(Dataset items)
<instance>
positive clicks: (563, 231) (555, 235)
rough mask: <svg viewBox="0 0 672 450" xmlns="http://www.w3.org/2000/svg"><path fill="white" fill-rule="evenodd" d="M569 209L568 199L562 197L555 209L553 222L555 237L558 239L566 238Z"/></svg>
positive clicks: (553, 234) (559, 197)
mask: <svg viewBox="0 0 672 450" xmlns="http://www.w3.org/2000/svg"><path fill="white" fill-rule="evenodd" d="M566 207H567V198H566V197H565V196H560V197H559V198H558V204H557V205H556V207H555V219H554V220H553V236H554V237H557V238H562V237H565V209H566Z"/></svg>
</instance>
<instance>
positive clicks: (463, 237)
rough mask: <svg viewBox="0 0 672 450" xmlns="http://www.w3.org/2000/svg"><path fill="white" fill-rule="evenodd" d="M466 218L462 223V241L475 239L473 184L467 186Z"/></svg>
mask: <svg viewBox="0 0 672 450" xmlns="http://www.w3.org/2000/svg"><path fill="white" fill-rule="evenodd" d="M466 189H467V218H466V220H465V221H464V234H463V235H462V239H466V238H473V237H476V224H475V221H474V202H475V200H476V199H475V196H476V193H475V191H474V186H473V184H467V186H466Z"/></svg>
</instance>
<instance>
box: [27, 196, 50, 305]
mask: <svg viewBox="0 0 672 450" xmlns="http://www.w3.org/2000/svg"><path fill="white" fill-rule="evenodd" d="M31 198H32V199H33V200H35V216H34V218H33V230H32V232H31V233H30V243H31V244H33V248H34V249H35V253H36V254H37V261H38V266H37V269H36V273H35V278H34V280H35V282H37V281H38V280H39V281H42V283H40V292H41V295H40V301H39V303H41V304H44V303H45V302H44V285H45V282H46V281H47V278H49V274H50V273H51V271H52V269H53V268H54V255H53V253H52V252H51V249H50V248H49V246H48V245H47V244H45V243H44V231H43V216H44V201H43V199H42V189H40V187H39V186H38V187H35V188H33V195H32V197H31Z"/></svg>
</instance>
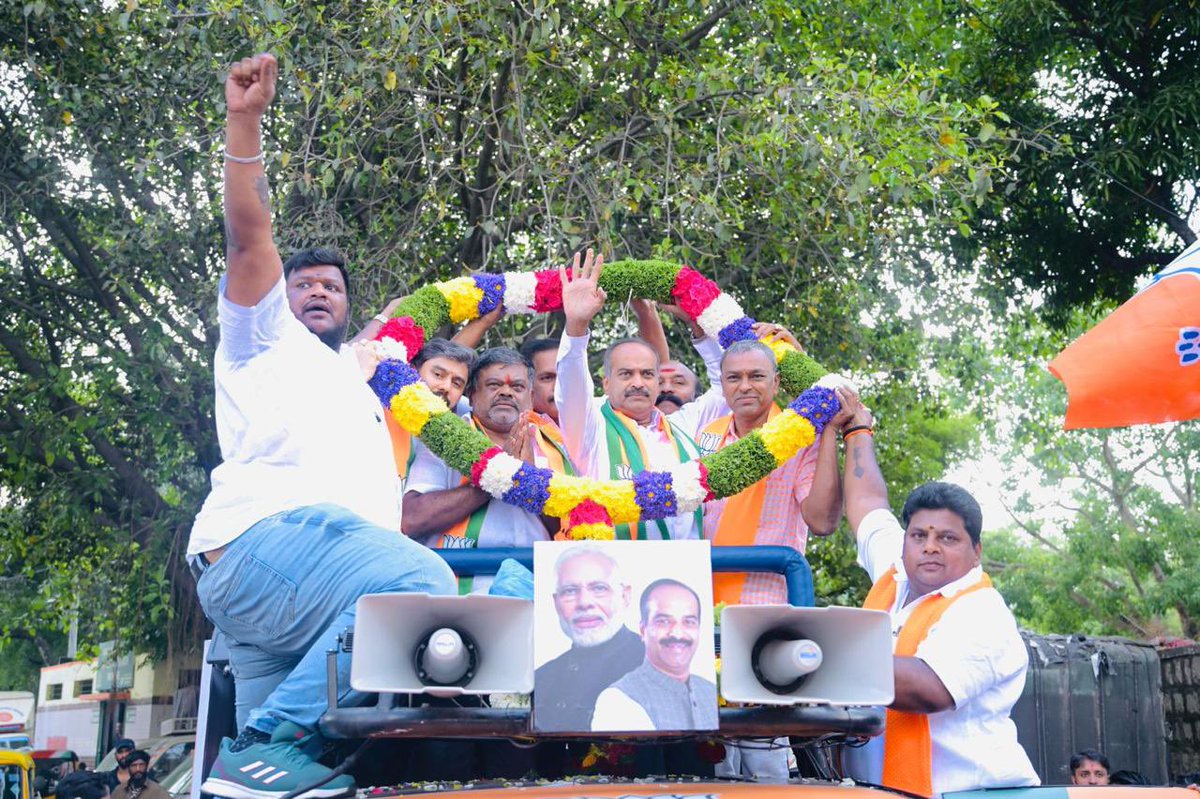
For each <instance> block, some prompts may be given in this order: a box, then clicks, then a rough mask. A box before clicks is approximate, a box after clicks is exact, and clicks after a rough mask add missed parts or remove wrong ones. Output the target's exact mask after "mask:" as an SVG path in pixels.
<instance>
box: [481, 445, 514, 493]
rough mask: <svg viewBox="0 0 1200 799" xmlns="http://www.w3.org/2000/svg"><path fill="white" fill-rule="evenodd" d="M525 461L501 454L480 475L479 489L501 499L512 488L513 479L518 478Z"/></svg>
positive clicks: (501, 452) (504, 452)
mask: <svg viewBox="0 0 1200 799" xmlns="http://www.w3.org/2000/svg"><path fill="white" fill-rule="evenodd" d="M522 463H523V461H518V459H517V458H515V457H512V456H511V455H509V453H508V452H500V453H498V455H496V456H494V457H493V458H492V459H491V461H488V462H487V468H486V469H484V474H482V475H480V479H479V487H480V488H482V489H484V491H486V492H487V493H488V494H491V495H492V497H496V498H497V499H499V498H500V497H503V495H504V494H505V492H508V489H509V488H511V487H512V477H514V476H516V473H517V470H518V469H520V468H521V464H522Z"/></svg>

* * *

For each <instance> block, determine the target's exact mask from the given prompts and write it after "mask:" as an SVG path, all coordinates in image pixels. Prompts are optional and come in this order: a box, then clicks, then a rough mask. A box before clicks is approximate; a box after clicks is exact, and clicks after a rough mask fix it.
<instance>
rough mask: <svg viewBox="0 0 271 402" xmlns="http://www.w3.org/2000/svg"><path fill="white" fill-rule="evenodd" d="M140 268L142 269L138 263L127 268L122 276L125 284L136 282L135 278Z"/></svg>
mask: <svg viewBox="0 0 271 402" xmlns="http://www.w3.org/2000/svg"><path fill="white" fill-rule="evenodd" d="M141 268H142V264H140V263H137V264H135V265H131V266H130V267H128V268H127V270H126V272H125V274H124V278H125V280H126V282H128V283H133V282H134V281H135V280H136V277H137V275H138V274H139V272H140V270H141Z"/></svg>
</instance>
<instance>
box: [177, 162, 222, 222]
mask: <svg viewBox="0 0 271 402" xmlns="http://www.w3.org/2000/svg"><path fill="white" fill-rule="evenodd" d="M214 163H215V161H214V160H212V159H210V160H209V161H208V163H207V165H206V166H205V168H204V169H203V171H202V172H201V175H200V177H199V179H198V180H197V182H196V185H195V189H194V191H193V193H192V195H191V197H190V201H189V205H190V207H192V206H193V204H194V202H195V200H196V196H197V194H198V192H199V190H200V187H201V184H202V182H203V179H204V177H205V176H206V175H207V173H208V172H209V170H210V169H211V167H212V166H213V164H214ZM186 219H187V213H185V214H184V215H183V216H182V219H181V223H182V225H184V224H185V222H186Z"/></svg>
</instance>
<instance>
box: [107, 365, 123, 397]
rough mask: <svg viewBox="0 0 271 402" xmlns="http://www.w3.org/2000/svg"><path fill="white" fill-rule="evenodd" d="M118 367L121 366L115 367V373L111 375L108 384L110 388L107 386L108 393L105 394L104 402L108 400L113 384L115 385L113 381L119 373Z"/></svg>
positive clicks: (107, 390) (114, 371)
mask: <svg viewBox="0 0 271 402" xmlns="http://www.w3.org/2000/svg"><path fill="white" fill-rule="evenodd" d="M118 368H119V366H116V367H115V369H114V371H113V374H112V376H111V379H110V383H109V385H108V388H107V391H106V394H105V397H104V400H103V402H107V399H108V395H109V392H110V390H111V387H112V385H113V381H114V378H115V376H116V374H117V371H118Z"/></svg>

...

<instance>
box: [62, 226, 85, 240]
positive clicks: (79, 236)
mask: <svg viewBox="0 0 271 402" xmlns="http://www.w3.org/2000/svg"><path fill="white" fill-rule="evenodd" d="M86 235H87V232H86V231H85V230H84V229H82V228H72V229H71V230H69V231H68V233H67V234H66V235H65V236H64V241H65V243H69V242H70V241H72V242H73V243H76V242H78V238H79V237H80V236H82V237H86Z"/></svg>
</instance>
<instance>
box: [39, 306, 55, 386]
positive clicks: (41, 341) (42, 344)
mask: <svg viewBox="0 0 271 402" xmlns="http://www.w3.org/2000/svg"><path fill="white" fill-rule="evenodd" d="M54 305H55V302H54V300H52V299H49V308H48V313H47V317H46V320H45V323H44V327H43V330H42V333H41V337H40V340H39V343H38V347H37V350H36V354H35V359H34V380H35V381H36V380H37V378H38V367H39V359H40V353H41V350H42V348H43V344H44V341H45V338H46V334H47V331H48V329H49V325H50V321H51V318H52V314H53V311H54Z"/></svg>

**Try it**. Report every line of the listing above that contains the word "positive", copying each one in full. Case counts.

**Answer to the problem**.
positive clicks: (563, 231) (555, 235)
positive clicks: (553, 234) (559, 197)
positive clicks: (463, 237)
positive clicks: (501, 452) (504, 452)
positive clicks: (107, 390) (114, 371)
positive clicks: (79, 236)
positive clicks: (41, 341) (42, 344)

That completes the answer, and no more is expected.